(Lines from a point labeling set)

begin

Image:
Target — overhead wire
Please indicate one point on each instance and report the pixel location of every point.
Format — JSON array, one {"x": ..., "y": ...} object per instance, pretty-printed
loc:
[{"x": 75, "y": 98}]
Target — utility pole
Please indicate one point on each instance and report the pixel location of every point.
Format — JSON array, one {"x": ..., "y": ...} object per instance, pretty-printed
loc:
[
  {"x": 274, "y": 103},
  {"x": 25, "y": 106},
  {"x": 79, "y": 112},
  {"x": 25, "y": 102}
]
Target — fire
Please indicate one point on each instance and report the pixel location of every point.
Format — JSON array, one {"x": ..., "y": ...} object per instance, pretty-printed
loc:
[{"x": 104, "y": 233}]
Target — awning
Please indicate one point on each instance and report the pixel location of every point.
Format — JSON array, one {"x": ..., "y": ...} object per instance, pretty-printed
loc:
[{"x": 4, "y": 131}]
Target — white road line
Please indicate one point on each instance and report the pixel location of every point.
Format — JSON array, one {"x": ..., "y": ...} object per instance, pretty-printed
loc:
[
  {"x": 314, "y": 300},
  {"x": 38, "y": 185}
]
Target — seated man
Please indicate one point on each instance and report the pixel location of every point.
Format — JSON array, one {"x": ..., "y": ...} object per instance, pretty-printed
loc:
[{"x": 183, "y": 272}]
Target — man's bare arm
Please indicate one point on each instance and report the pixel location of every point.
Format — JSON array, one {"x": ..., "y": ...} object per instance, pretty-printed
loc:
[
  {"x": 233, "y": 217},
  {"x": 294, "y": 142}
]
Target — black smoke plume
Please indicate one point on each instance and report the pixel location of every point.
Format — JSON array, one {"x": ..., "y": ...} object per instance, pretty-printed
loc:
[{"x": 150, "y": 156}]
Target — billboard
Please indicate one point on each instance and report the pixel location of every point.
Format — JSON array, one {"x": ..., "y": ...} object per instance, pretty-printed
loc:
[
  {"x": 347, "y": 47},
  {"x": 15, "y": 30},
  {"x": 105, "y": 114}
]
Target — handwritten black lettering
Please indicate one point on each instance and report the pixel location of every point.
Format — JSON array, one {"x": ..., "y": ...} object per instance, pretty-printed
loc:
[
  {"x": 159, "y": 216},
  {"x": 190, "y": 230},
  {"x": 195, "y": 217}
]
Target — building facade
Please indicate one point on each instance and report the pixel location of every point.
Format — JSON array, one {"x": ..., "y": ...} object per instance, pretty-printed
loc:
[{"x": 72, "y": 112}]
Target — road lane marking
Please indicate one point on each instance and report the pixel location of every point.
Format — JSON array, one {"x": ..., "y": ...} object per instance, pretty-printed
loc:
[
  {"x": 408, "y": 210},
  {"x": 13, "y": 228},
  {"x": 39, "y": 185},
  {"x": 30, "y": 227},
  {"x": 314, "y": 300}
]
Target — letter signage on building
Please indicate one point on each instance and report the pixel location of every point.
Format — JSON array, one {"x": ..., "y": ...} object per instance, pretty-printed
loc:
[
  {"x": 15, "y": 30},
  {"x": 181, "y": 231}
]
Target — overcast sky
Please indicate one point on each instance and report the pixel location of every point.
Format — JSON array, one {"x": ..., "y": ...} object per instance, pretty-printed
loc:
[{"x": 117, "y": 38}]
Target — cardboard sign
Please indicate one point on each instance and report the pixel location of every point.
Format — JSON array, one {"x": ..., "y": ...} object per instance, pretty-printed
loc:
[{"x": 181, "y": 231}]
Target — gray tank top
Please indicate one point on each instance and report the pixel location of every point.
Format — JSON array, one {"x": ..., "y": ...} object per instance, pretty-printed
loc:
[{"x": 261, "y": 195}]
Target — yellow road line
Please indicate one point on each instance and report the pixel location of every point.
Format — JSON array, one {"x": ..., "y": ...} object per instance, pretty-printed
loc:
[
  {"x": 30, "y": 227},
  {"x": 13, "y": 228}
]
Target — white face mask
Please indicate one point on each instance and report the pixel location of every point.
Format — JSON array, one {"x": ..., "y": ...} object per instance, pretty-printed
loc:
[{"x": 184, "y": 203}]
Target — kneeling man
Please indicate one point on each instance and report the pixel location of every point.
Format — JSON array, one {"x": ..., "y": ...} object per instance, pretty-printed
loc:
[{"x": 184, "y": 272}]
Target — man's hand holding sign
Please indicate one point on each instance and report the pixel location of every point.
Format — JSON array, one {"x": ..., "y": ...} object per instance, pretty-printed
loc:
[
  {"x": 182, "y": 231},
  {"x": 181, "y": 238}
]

end

▶ **Stated goal**
Write out every one of the lines above with no changes at all.

▶ **Completed task**
Image:
Target — overhead wire
Please indicate one point on each instance and report the pixel location of every point.
Format — JSON array, one {"x": ..., "y": ...} object per instance, pretty-printed
loc:
[{"x": 75, "y": 98}]
Target — utility pole
Please indicate one point on each instance and report the pixel location of every point.
Format — JSON array, one {"x": ..., "y": ...} object per instance, pretty-printed
loc:
[
  {"x": 274, "y": 103},
  {"x": 25, "y": 106},
  {"x": 79, "y": 112},
  {"x": 25, "y": 102}
]
Target — fire
Please indicate one point on each instance and report the pixel location of every point.
Format — JSON array, one {"x": ..., "y": ...} object per instance, pretty-printed
loc:
[{"x": 104, "y": 233}]
Target — awning
Please indicate one point on each instance and report the pixel location of every point.
Format — JSON array, one {"x": ..., "y": ...} object per instance, pretty-printed
loc:
[{"x": 4, "y": 131}]
Target — white road line
Please indicate one point on each instance and report the pixel location of every point.
Format — JSON array, one {"x": ..., "y": ...} object per instance, pretty-printed
loc:
[
  {"x": 314, "y": 300},
  {"x": 38, "y": 185}
]
Target — seated man
Please indicate one point on each instance and report the pixel location of every point.
Format — JSON array, one {"x": ..., "y": ...} object per instance, pretty-printed
loc:
[{"x": 183, "y": 272}]
Target — man's bare arm
Please indicate one point on each instance and report the pixel location of every point.
Format — JSON array, one {"x": ..., "y": ...} object per instance, pretty-printed
loc:
[
  {"x": 233, "y": 217},
  {"x": 294, "y": 142}
]
Target — black smoke plume
Please indicate one point on each instance and report the pixel location of every point.
Format — JSON array, one {"x": ..., "y": ...} object per instance, pretty-printed
loc:
[{"x": 150, "y": 156}]
Target — billboard
Please indicate one point on each instance and report the pixel location of every point.
Format — JSON array, one {"x": ..., "y": ...} object per instance, pretty-printed
loc:
[
  {"x": 347, "y": 47},
  {"x": 15, "y": 30},
  {"x": 105, "y": 114}
]
Target — handwritten black lettering
Please indicate one point on each instance and report the pixel location of every point.
Format — JSON array, one {"x": ..., "y": ...} object per instance, pretty-printed
loc:
[
  {"x": 159, "y": 216},
  {"x": 190, "y": 230},
  {"x": 195, "y": 217}
]
Target — building facade
Please indicate one point on each instance and report the pixel location of every point.
Format — JSON array, one {"x": ..., "y": ...} object per instance, pretty-printed
loc:
[{"x": 72, "y": 112}]
Target — road lane marking
Please indicate one point on each instance and report the pixel location of every point.
Format — JSON array, one {"x": ..., "y": ...} object per instance, pretty-printed
loc:
[
  {"x": 408, "y": 210},
  {"x": 13, "y": 228},
  {"x": 39, "y": 185},
  {"x": 30, "y": 227},
  {"x": 314, "y": 300}
]
Target — letter signage on building
Please indicate one point on each instance and report the pixel location of every point.
Format — JSON array, one {"x": ..., "y": ...} object per instance, pretty-printed
loc:
[
  {"x": 15, "y": 30},
  {"x": 181, "y": 231}
]
Target — overcast sky
Please indicate one point on each instance and report the pixel location of every point.
Format — JSON array, one {"x": ..., "y": ...} object per instance, pretty-printed
loc:
[{"x": 117, "y": 38}]
Target — cardboard sign
Please indicate one point on each instance and report the pixel location of every point.
Format — JSON array, one {"x": ..., "y": ...} object per instance, pretty-printed
loc:
[{"x": 181, "y": 231}]
Target — gray tank top
Please indicate one point on each instance and report the pixel location of every point.
Format — JSON array, one {"x": ..., "y": ...} object per instance, pretty-printed
loc:
[{"x": 261, "y": 195}]
Target — yellow road line
Please indicate one point on each instance and report the pixel location of every point.
Format — JSON array, one {"x": ..., "y": ...} object per instance, pretty-printed
loc:
[
  {"x": 30, "y": 227},
  {"x": 13, "y": 228}
]
Target — white face mask
Please indicate one point on each instance and report the pixel location of every point.
Format — JSON array, one {"x": ..., "y": ...} object per instance, pretty-printed
loc:
[{"x": 184, "y": 203}]
Target — kneeling man
Please indicate one point on each instance and report the pixel location of every point.
Format — JSON array, one {"x": ..., "y": ...} object per instance, pretty-printed
loc:
[{"x": 184, "y": 272}]
Target — man's hand holding sign
Please indicate one point on each instance and report the pixel location of every point.
Format — JSON array, one {"x": ..., "y": ...} object per instance, pretty-printed
loc:
[
  {"x": 182, "y": 231},
  {"x": 181, "y": 238}
]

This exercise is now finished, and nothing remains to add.